**Extracted text:**
+ + + +

Date of Report (Date of earliest event reported)     April 6, 2012
 
     
 
Tootie Pie Company, Inc.
 
 
(Exact name of registrant as specified in its charter)
 

         
NV
 
333-135702
 
72-1602919
(State or other jurisdiction of incorporation or organization)
 
(Commission File Number)
 
(IRS Employer Identification No.)

     
 
129 Industrial Drive, Boerne, TX  78006
 
 
(Address of principal executive offices)(Zip Code)
 

     
 
(210) 737-6600
 
 
(Registrant’s telephone number, including area code)
 

     
 
Not applicable.
 
 
(Former name or former address, if changed since last report)
 

 
Check the appropriate box below if the Form 8-K filing is intended to simultaneously satisfy the filing obligation of the registrant under any of the following provisions (see General Instruction A.2. below):

o  Written communications pursuant to Rule 425 under the Securities Act (17 CFR 230.425)

o  Soliciting material pursuant to Rule 14a-12 under the Exchange Act (17 CFR 240.14a-12)

o  Pre-commencement communications pursuant to Rule 14d-2(b) under the Exchange Act (17 CFR 240.14d-2(b))

o  Pre-commencement communications pursuant to Rule 13e-4(c) under the Exchange Act (17 CFR 240.13e-4(c))
 
 



 
 
 

 
Item 1.01                      Entry into a Material Definitive Agreement.
Item 3.02                      Unregistered Sales of Equity Securities.

Securities Purchase Agreement between the Company and TCA Global Credit Master Fund, LP, executed April 6, 2012
 
Tootie Pie Company, Inc. (the "Company") executed a securities purchase agreement with TCA Global Credit Master Fund, LP, a Cayman Islands limited partnership (“TCA”), on April 6, 2012, whereby TCA committed to purchase up to $1,000,000 of senior secured redeemable debentures of the Company (the “Agreement”). The Agreement provides for the purchase and sale of debentures and extension of the total loan amount in separate closings. TCA funded an amount of $350,000 for the first closing, and TCA will fund up to an additional $650,000 at a later date or dates, subject to certain terms and conditions. The loan is secured by all of the assets and properties of the Company pursuant to a security agreement executed April 6, 2012 (the “Security Agreement”). The net proceeds available to the Company, after deducting the transaction advisory fee payable by the Company to TCA and other associated closing costs and expenses, will be approximately $323,650.

+ + + +

**Information shown:**
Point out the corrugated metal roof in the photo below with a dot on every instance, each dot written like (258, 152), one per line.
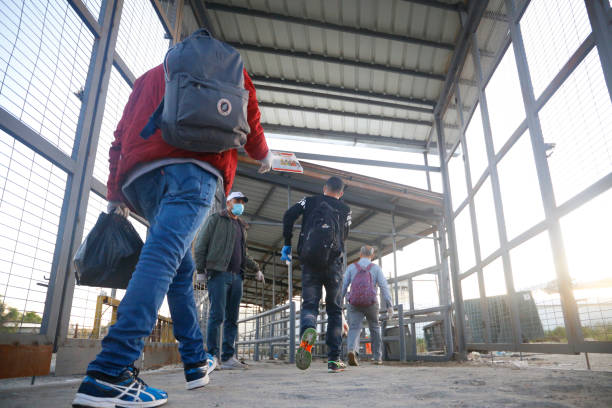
(382, 47)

+ + + +

**Exercise instructions:**
• a. Reproduce the passage of the Form 8-K filing between "o  Pre-commencement communications pursuant to Rule 14d-2(b)" and "Material Definitive Agreement.", inclusive, substituting "Advance communications" for "Pre-commencement communications".
• b. Pick up the Form 8-K filing from Tootie Pie Company, Inc. after its last sentence and continue it.

**Answers below:**
• a.
o  Advance communications pursuant to Rule 14d-2(b) under the Exchange Act (17 CFR 240.14d-2(b))

o  Advance communications pursuant to Rule 13e-4(c) under the Exchange Act (17 CFR 240.13e-4(c))
 
 



 
 
 

 
Item 1.01                      Entry into a Material Definitive Agreement.

• b.
On April 6, 2012, the Company issued a $350,000 senior secured redeemable debenture to TCA (the “Debenture”). The Debenture is due and payable on April 9, 2013 (the “Maturity Date”), together with interest on the outstanding principal balance of the Debenture at a rate of 11% per annum. The Debenture may be prepaid by the Company at any time prior to the Maturity Date with three business days advance written notice to TCA. On or before the Maturity Date, when the Company redeems the Debenture, the Company will be required to pay a redemption premium equal to the then outstanding principal amount due under the Debenture multiplied by four percent (4%), in addition to the principal amount being redeemed, all accrued interest as of the redemption date, and all costs, fees, and charges due and payable. Upon the occurrence of an event of default under the Debenture, the interest rate on the Debenture shall increase and immediately accrue at the maximum interest rate permitted by applicable law, and TCA would be entitled, in its sole direction, to acceleration of full repayment of the debt plus all accrued interest and redemption premiums due under the Debenture.

The Company has agreed to make monthly payments of principal ($29,166.67), interest, and the corresponding amount of redemption premium ($1,750.00) to TCA, beginning on May 1, 2012. The Debenture is secured by all of the assets and properties of the Company pursuant to the Security Agreement.

The Company agreed to pay a transaction advisory fee to TCA equal to three percent (3%) of the amount of the Debenture purchased by TCA at the first closing, or approximately $10,500. The Company also agreed to reimburse TCA for due diligence fees and legal fees, for an aggregate of $20,000.

The Company intends to use the funds from the Debenture for general working capital purposes.

The Company may request that TCA purchase additional debentures under the Agreement at any time prior to the Maturity Date of the Debenture. In the event of any additional closings, the Company shall pay to TCA a transaction advisory fee equal to two percent (2%) of the amount of the debentures purchased by TCA at any such additional closings, which fee shall be due and payable upon such additional closing and withheld from the gross purchase price paid by TCA for the debentures at such additional closing.

Common Stock Issuance pursuant to the Securities Purchase Agreement between the Company and TCA Global Credit Master Fund, LP, executed April 6, 2012

In connection with the sale of the Debenture and as both inducement for their purchase by TCA and compensation for corporate advisory and investment banking services provided by TCA to the Company prior to April 6, 2012, the Company shall issue to TCA shares of its common stock valued at $60,000 (the “Shares”).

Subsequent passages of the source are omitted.